[Natural-language object grounding data]
++++
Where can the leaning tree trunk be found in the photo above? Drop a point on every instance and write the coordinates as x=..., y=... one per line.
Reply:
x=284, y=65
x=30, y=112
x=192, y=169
++++
**What is needed**
Word for word, copy out all of the data shown above.

**Answer section**
Where can the leaning tree trunk be found in the photo above? Drop a point on every instance and write the coordinates as x=..., y=... one per line.
Reply:
x=284, y=65
x=30, y=112
x=192, y=169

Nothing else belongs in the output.